EXCERPT TO READ
====
Parallelising bulk DB queries with Spring batch : Part 2

5 min readAug 6, 2021

Since for our problem of retrieving millions of rows in parallel and having fall back patterns on top of it, we couldn’t go with different approaches of SQL retrieval and wanted to have an out of box solution that can support these features and hence, Spring Batch.

Spring batch approach

Parallelising the DB operations

For parallelising the retrieval of rows from database in most optimal way in which we didn’t have to manage the offsets-limits and thread executions, we considered using Spring Batch Partitioner.

Basically what Spring batch partitioner does is that it can divide the spring batch job into multiple slave jobs which have their own context. These individual contexts can be used to pass on the start and limit ids for SQL operations to executed by ItemReader.

FallBack Patterns

We had to consider an approach that can provide us with options of restarting a failed SQL operation, which can happen do to any reason such as unavailability of SQL connection. We also wanted to restart the operation from the exact point which it failed so that we don’t reprocess the previous records again. Spring-batch provides all these options of restarting the whole jobs and individual partitions from last point of failure. Also, we can configure different routes for retries based on exception types as well. For example, not retrying or skipping records in the condition of Poison Pill.

Optimal Db Queries

Here we would be using out of box DB-fetchers(JdbcPagingItemReader) provided by the SpringBatch which internally fetch the data based pre-defined pageSize and using the ID of last retrieved record from previous page of a partition to fetch next page of that partition, which is faster than basic Offset and Limit queries

Approach Followed

Create master step that uses the Spring batch partitioner to create slave steps.
Use spring batch partitioner (ColumnRangePartitioner) to create slave job based on ids of data to be retrieved :-

call database and get the min and max id for a given query condition (in our case it was to get the minimum and maximum id with value for a specific column).
based on min and max ids, create ranges for the partition. For ex if min is 1 and max is 9 and we are using grid size as 3, the partitions will be 1–3, 3–6 and 6–9.

Once Slave steps are created, they will function in this way :-

ItemReader :- read the data from database based on ranges passed by the partitioner. For ex retrieve the data among id 1 to 10.
====
DATA SECTION
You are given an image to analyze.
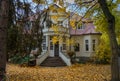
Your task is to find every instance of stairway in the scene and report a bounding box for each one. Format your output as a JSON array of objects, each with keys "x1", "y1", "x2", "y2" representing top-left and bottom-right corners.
[{"x1": 40, "y1": 57, "x2": 66, "y2": 67}]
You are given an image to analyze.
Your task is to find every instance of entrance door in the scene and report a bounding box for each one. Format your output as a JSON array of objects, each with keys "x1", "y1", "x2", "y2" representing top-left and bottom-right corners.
[{"x1": 54, "y1": 42, "x2": 59, "y2": 57}]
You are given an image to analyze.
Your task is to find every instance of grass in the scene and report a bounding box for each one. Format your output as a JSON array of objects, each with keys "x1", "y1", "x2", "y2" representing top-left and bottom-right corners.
[{"x1": 7, "y1": 64, "x2": 111, "y2": 81}]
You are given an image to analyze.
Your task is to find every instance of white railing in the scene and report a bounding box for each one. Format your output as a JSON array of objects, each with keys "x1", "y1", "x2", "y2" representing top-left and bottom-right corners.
[
  {"x1": 36, "y1": 51, "x2": 49, "y2": 65},
  {"x1": 59, "y1": 52, "x2": 71, "y2": 66}
]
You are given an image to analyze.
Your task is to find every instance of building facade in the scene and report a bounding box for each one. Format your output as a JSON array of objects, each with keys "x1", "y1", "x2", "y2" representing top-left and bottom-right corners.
[{"x1": 29, "y1": 4, "x2": 101, "y2": 65}]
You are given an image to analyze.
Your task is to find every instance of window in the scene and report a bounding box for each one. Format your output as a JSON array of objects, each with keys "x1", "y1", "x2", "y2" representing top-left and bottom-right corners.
[
  {"x1": 58, "y1": 21, "x2": 63, "y2": 26},
  {"x1": 74, "y1": 43, "x2": 80, "y2": 52},
  {"x1": 92, "y1": 40, "x2": 96, "y2": 51},
  {"x1": 85, "y1": 40, "x2": 89, "y2": 51},
  {"x1": 43, "y1": 44, "x2": 46, "y2": 50},
  {"x1": 50, "y1": 42, "x2": 53, "y2": 50},
  {"x1": 43, "y1": 36, "x2": 46, "y2": 43},
  {"x1": 53, "y1": 10, "x2": 57, "y2": 13},
  {"x1": 77, "y1": 23, "x2": 85, "y2": 29},
  {"x1": 63, "y1": 44, "x2": 66, "y2": 50},
  {"x1": 50, "y1": 36, "x2": 53, "y2": 41}
]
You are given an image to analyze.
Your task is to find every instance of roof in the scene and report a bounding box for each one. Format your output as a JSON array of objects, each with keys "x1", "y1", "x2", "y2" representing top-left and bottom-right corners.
[{"x1": 70, "y1": 23, "x2": 101, "y2": 35}]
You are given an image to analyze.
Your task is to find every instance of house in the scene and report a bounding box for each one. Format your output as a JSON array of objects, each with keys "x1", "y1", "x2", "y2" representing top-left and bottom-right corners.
[{"x1": 29, "y1": 4, "x2": 101, "y2": 65}]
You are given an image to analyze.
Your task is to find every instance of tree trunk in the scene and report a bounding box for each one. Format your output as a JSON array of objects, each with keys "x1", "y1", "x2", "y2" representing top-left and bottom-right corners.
[
  {"x1": 0, "y1": 0, "x2": 9, "y2": 81},
  {"x1": 98, "y1": 0, "x2": 120, "y2": 81}
]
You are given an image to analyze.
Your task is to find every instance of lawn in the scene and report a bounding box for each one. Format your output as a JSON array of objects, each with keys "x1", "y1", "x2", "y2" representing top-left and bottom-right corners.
[{"x1": 7, "y1": 64, "x2": 111, "y2": 81}]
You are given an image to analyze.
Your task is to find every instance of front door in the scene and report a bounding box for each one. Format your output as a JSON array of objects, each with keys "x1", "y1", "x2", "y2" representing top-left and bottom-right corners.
[{"x1": 54, "y1": 42, "x2": 59, "y2": 57}]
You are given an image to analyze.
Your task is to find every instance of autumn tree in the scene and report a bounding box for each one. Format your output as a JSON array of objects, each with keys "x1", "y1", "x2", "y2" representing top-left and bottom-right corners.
[{"x1": 0, "y1": 0, "x2": 10, "y2": 81}]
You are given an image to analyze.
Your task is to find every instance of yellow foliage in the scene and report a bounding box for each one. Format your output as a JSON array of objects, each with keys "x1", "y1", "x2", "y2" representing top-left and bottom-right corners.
[{"x1": 32, "y1": 0, "x2": 45, "y2": 4}]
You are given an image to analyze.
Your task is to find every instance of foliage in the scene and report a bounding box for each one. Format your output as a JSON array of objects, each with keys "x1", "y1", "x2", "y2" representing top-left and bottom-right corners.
[{"x1": 7, "y1": 64, "x2": 111, "y2": 81}]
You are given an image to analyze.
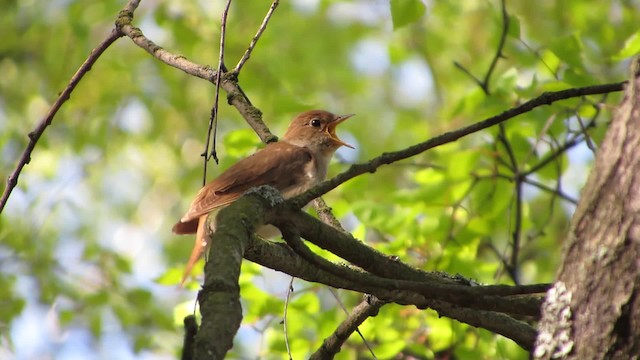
====
REQUIRED TASK 1
Which partitioner class does the Spring Batch article use to create slave jobs from the ids of the data to retrieve?
REQUIRED TASK 2
Count the lines of the rows that contain the string "foliage", matching case exactly, and reply with the number only.
The Spring Batch article and the rows were taken from unrelated sources.

FULL OUTPUT 1
ColumnRangePartitioner.

FULL OUTPUT 2
2